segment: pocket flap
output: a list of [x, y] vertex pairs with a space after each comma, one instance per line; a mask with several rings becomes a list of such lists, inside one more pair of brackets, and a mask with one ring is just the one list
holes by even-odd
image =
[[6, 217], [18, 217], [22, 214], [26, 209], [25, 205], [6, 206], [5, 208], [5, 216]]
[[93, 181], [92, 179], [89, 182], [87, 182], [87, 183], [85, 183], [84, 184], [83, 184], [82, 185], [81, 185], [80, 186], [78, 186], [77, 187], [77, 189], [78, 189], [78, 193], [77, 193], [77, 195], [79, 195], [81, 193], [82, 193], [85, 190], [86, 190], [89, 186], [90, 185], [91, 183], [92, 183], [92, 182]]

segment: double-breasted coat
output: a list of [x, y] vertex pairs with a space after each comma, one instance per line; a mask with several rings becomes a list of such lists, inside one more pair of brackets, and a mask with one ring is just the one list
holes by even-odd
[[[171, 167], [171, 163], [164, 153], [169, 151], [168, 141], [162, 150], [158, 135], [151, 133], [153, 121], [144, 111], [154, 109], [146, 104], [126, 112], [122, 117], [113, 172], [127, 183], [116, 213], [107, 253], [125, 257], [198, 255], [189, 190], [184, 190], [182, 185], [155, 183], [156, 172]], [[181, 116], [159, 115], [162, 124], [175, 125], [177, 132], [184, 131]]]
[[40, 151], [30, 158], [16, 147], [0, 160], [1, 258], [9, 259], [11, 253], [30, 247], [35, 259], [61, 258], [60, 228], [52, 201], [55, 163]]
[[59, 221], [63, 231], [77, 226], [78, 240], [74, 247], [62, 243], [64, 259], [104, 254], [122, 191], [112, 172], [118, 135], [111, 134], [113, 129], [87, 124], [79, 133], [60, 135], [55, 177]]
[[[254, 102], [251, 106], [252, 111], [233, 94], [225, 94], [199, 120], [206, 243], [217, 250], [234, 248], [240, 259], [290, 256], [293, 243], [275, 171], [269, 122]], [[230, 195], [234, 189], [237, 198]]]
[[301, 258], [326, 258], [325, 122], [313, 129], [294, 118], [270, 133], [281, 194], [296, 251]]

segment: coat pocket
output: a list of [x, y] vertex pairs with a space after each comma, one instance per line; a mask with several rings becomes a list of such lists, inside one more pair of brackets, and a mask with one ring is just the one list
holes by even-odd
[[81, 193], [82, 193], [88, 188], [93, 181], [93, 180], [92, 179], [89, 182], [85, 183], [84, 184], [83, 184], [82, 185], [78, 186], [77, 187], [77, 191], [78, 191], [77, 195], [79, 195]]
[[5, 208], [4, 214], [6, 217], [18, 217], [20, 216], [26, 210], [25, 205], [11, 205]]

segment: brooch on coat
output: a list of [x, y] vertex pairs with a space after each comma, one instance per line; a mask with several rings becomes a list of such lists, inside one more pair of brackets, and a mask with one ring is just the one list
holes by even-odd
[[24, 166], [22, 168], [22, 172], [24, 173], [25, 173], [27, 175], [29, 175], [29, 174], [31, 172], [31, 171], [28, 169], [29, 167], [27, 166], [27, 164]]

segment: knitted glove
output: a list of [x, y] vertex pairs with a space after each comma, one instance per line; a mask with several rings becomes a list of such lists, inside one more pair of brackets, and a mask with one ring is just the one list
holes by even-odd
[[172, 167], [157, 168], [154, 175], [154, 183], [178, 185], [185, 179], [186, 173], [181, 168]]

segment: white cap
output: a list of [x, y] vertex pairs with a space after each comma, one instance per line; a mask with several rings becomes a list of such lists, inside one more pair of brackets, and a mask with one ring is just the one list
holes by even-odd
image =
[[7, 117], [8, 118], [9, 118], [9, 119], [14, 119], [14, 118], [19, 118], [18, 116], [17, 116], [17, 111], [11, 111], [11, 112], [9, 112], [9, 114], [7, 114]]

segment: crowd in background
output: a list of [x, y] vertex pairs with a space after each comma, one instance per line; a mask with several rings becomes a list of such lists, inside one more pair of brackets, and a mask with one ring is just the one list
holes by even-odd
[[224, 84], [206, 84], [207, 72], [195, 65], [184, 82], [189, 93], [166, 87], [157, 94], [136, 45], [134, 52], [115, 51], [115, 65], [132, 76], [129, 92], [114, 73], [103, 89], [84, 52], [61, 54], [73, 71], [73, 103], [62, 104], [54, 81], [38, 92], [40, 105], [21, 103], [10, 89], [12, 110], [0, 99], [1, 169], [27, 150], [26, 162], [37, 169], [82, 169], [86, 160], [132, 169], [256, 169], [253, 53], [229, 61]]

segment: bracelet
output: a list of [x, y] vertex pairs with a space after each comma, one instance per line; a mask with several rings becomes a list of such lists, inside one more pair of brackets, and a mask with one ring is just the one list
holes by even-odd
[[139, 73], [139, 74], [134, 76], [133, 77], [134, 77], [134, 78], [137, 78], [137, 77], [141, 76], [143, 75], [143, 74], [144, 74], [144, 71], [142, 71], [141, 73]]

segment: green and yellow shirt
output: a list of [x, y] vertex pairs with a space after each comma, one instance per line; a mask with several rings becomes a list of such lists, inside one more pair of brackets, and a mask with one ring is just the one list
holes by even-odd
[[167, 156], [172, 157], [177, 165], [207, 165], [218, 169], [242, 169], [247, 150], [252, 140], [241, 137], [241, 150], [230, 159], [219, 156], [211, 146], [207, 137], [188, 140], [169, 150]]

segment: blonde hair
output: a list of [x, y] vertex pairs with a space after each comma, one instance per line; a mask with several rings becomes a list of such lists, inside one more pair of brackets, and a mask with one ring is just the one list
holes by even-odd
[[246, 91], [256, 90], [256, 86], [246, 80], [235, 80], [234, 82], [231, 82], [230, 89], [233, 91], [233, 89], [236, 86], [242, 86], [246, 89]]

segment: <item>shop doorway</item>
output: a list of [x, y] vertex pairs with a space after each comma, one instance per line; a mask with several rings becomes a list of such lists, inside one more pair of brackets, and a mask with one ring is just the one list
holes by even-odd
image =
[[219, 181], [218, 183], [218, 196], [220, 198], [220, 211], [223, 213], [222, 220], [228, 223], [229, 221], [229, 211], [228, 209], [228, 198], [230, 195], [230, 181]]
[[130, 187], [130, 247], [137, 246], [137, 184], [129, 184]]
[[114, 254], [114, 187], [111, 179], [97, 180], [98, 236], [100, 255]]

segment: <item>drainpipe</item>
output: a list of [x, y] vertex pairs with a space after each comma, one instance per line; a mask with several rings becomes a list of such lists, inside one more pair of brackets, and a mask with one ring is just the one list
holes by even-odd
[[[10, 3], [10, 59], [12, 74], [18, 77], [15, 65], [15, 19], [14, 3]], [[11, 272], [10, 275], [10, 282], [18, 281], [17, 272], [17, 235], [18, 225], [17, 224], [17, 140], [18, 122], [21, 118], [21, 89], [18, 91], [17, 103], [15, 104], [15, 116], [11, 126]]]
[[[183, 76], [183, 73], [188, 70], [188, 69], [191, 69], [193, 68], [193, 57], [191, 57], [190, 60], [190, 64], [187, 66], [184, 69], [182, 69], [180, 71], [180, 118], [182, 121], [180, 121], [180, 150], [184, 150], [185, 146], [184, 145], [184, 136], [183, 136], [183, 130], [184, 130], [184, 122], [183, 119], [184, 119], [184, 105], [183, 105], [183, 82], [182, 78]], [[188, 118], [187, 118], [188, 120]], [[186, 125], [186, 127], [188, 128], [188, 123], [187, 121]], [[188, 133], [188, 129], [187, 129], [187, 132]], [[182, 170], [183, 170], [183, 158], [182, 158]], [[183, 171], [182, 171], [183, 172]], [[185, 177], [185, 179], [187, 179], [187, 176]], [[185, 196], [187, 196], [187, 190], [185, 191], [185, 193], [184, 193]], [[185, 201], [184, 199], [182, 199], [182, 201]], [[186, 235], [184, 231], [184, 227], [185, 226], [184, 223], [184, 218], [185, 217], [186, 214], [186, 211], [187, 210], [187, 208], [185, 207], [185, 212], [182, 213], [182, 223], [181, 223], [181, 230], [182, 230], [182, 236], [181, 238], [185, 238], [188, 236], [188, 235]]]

==

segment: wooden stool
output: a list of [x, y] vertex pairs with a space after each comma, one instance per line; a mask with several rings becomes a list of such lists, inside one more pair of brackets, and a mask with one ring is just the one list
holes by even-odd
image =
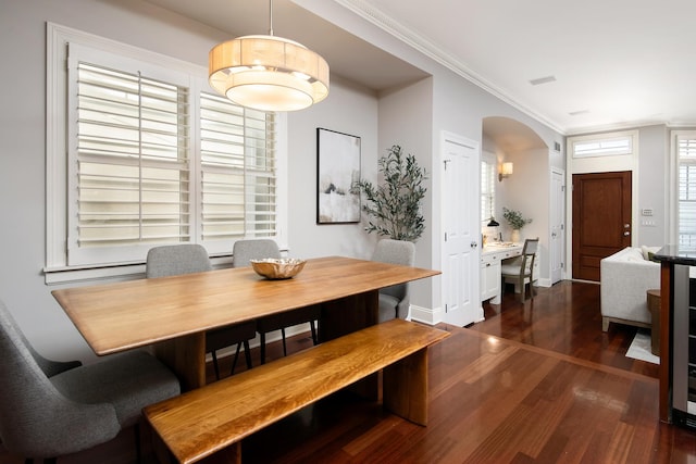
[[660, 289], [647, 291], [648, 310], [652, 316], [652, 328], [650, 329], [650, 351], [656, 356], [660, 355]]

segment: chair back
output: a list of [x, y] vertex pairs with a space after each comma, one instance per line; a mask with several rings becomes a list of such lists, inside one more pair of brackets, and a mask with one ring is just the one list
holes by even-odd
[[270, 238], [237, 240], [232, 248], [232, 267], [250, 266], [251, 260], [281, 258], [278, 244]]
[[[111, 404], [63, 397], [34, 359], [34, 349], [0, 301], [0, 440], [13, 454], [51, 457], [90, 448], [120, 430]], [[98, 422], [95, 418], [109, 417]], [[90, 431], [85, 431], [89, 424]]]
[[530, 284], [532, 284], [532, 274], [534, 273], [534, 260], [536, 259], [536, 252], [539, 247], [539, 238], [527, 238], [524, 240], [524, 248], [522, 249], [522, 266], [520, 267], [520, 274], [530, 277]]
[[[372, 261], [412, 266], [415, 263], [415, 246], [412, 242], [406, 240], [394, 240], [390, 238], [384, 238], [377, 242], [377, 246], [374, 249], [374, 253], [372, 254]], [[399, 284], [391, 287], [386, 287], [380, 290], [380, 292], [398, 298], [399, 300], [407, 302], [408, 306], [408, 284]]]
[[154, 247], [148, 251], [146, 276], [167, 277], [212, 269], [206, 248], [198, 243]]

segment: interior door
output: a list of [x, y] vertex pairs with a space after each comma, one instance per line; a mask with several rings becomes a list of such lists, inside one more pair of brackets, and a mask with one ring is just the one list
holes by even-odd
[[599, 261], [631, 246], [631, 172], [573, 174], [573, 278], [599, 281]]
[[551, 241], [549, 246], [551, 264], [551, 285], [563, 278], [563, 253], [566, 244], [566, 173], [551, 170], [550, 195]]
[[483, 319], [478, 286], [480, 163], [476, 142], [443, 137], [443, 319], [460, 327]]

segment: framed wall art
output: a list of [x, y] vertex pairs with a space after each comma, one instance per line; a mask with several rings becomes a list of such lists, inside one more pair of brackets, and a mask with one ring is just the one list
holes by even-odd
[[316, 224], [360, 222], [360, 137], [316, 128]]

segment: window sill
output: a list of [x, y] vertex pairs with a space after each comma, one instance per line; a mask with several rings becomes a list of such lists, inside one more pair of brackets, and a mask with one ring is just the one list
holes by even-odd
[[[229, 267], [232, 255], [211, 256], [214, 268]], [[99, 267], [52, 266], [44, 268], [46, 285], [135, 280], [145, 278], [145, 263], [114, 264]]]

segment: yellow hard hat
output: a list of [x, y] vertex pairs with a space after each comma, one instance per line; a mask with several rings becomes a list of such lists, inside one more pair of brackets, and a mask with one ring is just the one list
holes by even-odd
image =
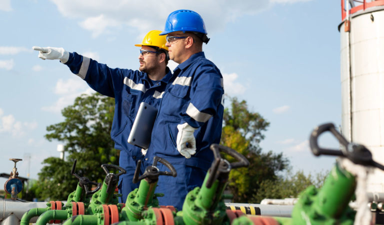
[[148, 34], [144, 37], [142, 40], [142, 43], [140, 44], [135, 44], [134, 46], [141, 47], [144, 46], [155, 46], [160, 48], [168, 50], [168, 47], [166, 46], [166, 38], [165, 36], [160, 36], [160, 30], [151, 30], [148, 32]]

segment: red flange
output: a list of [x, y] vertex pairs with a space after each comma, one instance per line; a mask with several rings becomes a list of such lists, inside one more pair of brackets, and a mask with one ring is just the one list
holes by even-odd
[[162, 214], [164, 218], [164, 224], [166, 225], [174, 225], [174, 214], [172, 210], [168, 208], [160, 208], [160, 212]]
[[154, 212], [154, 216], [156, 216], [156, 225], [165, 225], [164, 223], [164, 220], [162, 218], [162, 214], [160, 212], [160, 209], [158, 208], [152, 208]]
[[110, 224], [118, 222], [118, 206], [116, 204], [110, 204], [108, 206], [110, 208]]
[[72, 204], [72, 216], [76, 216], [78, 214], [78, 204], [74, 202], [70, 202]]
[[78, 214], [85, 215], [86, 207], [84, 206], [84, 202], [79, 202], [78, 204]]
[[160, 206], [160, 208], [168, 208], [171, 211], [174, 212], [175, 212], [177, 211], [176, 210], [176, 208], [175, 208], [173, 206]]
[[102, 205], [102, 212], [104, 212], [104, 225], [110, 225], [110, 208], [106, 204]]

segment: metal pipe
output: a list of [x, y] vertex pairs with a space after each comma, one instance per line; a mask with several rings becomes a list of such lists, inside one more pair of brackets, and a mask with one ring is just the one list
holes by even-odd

---

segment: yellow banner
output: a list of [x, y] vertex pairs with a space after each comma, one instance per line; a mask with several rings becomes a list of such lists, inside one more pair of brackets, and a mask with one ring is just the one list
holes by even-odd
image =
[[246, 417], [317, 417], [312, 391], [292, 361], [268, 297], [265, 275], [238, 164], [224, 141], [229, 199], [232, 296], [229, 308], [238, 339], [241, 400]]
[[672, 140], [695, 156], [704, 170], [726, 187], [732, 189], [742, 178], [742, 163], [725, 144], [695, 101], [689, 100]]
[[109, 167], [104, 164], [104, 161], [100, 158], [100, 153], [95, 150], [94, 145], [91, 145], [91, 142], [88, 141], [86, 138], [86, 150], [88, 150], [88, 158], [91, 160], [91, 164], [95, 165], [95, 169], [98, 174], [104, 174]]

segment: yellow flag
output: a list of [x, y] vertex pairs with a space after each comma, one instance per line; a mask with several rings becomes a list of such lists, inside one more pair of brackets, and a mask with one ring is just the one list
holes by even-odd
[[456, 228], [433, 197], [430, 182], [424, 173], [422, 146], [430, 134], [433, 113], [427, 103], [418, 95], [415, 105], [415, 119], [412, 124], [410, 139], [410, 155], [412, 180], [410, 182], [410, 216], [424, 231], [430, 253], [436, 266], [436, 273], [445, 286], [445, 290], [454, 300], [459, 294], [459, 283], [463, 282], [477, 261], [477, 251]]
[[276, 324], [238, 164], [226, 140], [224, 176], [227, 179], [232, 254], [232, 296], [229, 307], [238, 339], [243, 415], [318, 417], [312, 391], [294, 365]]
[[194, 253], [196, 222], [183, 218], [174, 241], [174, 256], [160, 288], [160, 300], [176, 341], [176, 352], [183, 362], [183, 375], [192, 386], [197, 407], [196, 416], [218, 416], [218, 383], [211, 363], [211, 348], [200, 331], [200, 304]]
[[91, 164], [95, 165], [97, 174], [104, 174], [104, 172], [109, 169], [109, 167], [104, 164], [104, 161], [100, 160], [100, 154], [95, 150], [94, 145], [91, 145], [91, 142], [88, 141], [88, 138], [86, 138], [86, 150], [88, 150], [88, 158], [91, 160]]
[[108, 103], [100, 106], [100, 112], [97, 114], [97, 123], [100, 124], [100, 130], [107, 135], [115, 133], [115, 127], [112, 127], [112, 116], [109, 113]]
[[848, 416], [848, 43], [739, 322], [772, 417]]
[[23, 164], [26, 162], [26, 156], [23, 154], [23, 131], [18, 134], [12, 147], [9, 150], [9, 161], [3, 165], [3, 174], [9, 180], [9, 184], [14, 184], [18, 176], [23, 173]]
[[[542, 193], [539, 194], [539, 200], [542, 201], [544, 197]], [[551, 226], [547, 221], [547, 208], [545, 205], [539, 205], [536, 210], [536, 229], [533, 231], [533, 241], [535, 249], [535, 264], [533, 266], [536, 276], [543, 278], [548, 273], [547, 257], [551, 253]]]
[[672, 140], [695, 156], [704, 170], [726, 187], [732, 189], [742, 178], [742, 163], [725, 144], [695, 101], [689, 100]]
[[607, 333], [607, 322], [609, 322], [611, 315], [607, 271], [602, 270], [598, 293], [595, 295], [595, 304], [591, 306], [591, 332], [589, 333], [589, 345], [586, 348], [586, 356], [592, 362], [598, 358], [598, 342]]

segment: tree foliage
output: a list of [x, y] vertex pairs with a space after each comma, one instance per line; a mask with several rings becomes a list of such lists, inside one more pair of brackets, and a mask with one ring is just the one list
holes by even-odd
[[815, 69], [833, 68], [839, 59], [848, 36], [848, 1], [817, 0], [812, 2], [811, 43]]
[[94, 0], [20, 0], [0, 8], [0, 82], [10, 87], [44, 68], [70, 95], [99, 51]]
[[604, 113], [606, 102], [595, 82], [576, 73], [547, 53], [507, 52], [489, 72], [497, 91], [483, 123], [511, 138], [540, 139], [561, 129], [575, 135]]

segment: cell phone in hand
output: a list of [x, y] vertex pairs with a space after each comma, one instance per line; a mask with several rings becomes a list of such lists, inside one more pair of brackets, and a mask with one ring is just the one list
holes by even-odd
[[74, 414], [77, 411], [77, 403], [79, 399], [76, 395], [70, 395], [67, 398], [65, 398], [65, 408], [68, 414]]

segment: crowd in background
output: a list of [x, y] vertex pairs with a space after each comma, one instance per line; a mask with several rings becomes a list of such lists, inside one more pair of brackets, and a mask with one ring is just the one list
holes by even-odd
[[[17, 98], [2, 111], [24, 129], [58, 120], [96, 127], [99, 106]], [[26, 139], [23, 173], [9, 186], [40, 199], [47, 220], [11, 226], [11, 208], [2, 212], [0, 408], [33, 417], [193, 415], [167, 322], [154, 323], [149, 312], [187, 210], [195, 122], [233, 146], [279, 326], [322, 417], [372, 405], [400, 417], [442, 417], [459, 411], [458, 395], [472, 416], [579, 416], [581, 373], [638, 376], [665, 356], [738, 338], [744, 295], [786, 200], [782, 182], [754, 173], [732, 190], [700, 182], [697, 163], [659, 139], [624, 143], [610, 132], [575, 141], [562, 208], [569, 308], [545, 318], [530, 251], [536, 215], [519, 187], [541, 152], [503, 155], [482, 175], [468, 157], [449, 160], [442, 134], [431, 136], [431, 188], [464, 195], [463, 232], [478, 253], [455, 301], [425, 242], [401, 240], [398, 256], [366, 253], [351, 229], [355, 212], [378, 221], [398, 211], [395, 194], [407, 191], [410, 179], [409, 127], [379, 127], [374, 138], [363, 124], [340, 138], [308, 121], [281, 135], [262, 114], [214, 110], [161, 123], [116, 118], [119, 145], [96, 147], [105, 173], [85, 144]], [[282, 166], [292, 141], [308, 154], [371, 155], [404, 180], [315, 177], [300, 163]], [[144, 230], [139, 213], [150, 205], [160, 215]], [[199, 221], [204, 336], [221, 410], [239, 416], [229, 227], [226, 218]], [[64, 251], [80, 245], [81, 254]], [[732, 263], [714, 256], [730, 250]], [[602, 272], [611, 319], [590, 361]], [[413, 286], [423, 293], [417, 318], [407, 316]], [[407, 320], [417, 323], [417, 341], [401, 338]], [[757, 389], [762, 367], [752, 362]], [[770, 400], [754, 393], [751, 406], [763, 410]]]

- [The request]:
Recast the lines as a JSON list of strings, one string per line, with blank lines left out. Begin at the line that contains "segment: knitted glove" and stop after the line that contains "173], [181, 168]]".

- [Result of this task]:
[
  "segment: knitted glove",
  "output: a list of [x, y] vertex pairs with a space after each comma, one instance per line; a mask with several rings becomes a list of such lists, inside one more pair of brackets, and a mask with one ring is just the one list",
  "holes by even-odd",
  "[[172, 167], [157, 168], [154, 175], [154, 183], [178, 185], [185, 179], [186, 173], [181, 168]]"
]